■ Work instructions ■
Within the records, how many lines hold the word "tree"? State that number alone.

(Stored data entries)
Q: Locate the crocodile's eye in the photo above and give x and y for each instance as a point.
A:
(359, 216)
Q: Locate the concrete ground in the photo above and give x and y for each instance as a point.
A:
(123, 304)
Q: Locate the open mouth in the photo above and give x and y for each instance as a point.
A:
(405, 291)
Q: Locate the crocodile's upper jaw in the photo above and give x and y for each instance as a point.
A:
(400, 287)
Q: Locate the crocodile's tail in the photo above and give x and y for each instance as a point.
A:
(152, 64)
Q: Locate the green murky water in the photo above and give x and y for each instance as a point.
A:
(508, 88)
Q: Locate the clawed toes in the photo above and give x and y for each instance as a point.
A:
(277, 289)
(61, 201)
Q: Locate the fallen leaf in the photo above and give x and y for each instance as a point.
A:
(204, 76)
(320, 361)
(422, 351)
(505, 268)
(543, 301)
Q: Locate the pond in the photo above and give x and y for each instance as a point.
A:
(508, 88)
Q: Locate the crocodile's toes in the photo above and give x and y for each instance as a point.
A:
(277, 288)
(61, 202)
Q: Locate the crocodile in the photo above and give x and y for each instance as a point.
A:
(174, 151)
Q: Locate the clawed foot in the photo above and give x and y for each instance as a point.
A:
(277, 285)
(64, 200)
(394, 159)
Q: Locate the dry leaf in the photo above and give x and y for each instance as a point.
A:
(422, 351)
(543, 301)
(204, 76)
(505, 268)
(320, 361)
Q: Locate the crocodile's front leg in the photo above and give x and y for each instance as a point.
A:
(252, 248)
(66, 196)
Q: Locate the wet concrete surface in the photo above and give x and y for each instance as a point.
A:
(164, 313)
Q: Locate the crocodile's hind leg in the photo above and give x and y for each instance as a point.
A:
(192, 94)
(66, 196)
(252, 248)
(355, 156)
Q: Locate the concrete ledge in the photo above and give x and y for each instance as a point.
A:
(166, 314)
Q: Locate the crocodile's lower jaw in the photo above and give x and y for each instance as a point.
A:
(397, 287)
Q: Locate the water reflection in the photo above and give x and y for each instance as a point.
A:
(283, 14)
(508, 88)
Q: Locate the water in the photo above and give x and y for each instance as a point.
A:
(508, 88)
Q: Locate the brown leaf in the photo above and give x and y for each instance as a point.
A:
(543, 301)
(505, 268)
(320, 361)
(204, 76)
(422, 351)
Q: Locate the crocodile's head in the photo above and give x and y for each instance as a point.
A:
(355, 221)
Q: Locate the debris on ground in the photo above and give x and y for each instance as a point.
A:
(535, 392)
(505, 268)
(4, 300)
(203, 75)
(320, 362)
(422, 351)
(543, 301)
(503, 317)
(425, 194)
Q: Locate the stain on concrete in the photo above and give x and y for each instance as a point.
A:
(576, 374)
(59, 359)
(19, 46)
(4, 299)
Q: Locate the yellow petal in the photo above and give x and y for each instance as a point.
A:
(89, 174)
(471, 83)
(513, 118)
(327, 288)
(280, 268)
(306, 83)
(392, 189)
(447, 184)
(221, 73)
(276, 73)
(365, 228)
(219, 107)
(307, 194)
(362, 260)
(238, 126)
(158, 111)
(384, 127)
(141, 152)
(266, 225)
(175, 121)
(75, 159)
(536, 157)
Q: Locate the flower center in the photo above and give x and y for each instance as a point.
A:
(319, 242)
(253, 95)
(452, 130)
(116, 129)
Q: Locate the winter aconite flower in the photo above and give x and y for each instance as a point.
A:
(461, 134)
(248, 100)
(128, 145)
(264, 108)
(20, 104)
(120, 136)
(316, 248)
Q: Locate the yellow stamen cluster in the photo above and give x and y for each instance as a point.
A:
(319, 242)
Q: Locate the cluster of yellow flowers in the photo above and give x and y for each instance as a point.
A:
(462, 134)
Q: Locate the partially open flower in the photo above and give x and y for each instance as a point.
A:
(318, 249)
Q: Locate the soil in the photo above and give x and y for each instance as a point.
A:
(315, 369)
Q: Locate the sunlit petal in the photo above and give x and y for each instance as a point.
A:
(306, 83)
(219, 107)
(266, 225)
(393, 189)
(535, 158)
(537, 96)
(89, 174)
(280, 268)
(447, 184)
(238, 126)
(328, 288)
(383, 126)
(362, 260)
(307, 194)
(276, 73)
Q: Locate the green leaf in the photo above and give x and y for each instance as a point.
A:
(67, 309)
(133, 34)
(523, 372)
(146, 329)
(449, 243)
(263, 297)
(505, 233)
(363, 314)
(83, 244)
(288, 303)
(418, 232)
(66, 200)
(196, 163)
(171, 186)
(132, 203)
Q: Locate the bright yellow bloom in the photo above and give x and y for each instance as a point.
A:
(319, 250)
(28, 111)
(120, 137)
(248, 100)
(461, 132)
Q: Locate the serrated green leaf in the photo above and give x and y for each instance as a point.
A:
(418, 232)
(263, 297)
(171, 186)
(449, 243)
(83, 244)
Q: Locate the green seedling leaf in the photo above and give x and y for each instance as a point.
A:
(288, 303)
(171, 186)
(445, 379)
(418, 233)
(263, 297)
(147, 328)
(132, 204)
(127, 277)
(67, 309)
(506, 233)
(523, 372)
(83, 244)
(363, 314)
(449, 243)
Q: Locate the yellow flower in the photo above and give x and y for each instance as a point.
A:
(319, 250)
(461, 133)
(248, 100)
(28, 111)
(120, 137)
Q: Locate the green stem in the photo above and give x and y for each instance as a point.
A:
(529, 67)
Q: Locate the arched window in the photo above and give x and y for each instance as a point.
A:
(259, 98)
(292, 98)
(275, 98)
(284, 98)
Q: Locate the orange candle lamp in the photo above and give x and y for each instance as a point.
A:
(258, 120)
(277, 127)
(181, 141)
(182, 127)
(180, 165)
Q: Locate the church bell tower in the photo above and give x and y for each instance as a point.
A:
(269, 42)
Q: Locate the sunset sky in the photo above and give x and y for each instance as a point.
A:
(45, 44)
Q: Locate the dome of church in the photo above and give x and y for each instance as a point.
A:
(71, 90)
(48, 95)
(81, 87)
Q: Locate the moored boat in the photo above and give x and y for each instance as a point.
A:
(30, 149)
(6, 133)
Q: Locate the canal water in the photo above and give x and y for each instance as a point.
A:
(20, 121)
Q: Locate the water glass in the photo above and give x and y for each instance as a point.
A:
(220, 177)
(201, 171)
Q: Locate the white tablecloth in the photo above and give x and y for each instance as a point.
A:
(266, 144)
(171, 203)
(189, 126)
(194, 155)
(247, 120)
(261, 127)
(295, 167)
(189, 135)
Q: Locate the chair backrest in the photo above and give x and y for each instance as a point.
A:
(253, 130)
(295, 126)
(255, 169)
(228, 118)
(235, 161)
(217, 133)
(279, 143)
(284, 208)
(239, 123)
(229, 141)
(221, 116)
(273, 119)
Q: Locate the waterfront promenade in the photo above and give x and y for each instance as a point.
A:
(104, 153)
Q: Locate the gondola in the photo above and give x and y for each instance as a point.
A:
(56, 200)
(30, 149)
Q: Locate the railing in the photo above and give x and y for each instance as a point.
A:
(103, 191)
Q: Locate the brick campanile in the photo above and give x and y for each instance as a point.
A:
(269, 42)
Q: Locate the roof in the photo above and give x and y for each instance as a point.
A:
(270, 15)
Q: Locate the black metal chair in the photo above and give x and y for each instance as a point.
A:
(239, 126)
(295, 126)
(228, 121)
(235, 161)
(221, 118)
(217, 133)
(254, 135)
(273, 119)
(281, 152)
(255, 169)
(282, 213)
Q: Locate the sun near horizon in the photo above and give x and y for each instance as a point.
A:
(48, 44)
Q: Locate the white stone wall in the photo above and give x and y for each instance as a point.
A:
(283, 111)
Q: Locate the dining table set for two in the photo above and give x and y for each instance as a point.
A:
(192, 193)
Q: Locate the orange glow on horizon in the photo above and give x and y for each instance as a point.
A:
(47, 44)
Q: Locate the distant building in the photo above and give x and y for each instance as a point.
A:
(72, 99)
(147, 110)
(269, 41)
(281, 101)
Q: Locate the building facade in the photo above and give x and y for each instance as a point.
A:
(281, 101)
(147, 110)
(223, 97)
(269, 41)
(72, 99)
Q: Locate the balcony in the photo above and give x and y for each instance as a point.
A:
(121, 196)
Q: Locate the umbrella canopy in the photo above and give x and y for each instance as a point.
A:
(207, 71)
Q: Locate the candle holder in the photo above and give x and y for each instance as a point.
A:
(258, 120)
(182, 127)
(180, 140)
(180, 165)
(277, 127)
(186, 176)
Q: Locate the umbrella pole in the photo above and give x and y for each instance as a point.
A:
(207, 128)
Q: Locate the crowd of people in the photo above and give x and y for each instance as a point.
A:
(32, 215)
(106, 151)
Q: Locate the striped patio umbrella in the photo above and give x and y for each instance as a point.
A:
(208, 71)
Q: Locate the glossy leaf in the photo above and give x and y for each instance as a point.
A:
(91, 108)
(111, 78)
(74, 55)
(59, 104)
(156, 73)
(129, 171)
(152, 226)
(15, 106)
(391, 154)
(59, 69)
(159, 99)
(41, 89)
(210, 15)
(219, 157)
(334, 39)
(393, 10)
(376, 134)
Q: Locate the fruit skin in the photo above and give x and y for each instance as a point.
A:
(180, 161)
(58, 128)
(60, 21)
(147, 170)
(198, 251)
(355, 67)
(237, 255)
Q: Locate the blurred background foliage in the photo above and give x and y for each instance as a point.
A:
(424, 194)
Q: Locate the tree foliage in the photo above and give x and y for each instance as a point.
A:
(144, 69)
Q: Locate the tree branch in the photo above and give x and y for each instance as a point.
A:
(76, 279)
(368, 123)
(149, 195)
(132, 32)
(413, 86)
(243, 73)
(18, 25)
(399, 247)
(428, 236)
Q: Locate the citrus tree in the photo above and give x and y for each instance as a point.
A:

■ Task answer ■
3